HL is a dreadful thing, never let it get out of hand and aggravate the troops. Particularly Chiefs. Things happen.

Back To The Secondary Index 

17 Comments

Filed under Flying, Funny Stuff, Leadership, Naval Aviation

17 responses to “A Mk-76 Tale

  1. Hysterical! Good, check that, GREAT story. One should never annoy the folks who maintain your jet.

  2. Bill Brandt

    That was hilarious! Your writing style, too, seems Lexian.

    I LOLed when the Chief said the other bombs would be “adjusted” similarly. A low tech solution working on a high tech system.

    Knocker sounds like a guy anyone would want to lead them into battle 😉

    Goes along with one of my rules to live by: Never irritate or anger those who prepare or bring you food in restaurants.

  3. Thnaks Busbob. For a moment , I thought Lex was at the Con. There are “HL’s” in all walks of life and occasionally, they reap what they sow.

  4. NaCly Dog

    Busbob, a very nice tale, and well told. Almost a parable of dealing within the team. What I really what to know – Did the hinge pay up?

    • Buck

      Yeah… I have the same question.

      Aside from that — a marvelous tale. I also think HL disease is often accompanied by recto-cranial inversion. 🙂

  5. Busbob

    I do believe the man paid up in beer equivalents, he was a good instructor in spite of the HL thing. There are a couple of more stories about him to tell another day.

[Collected data]
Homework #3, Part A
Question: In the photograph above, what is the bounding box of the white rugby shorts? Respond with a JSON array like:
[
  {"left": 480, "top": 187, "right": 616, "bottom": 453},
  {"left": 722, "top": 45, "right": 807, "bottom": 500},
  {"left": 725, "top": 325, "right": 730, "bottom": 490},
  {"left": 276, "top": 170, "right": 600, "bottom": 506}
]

## Brief 1
Under which categories is the post in the comment thread filed? List them all.
## Brief 2
Answer each of these from the comment thread:
(a) How many comments does the post have?
(b) According to Busbob, in what did the man pay up?
(c) What rule to live by does Bill Brandt mention?
You won't need any of the entries.

## Result 1
Flying, Funny Stuff, Leadership, Naval Aviation

## Result 2
(a) 17
(b) Beer equivalents
(c) Never irritate or anger those who prepare or bring you food in restaurants.